##### EXTRACTED DATA
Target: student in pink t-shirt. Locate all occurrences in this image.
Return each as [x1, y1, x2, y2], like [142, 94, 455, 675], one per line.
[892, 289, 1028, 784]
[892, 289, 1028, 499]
##########
##### EXTRACTED DATA
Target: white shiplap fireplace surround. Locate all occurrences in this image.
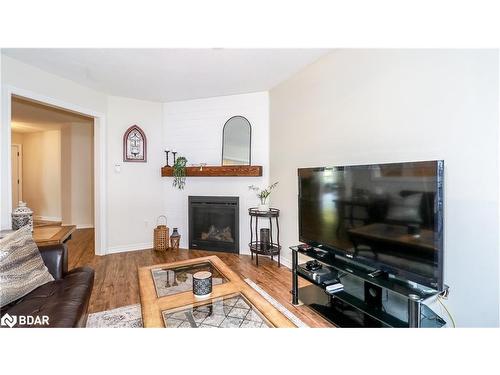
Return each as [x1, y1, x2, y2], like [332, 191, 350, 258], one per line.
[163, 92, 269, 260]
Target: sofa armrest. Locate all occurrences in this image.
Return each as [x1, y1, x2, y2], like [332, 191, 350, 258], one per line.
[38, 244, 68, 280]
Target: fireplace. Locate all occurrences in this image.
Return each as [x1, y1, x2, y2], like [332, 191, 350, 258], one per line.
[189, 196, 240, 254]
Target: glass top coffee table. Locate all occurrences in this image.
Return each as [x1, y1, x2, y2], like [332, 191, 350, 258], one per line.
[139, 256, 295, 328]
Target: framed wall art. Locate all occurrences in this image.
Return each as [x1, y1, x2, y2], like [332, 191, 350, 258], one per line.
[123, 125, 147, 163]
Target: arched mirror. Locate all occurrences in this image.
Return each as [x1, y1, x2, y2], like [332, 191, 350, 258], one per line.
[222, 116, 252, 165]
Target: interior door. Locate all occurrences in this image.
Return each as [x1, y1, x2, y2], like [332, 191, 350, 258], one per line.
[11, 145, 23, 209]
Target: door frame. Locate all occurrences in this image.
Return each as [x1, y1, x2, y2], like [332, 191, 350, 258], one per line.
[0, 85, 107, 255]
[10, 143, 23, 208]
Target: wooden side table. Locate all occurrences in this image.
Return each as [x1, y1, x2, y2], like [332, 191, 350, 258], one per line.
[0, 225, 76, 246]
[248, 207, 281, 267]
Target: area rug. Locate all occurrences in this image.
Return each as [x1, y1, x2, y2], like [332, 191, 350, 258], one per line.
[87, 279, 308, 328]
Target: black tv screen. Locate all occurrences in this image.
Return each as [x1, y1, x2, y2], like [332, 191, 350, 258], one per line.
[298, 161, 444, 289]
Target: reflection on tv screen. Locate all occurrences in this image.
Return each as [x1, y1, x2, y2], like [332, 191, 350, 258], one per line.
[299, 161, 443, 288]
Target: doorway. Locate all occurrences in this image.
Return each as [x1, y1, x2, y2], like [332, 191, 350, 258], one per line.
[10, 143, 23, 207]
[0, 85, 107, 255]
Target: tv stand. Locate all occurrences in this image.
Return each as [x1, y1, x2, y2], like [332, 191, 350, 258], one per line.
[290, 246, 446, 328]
##########
EXERCISE INSTRUCTIONS:
Repeat the listing word for word, starting at the line that contains "Target: student in" and ending at the line that contains "[892, 289, 1028, 499]", with both of those lines included.

REPLY TO THE TASK:
Target: student in pink t-shirt. Locate all occurrences in this image.
Return each as [x1, y1, x2, y2], like [142, 94, 455, 675], one per line.
[892, 289, 1028, 784]
[892, 289, 1028, 499]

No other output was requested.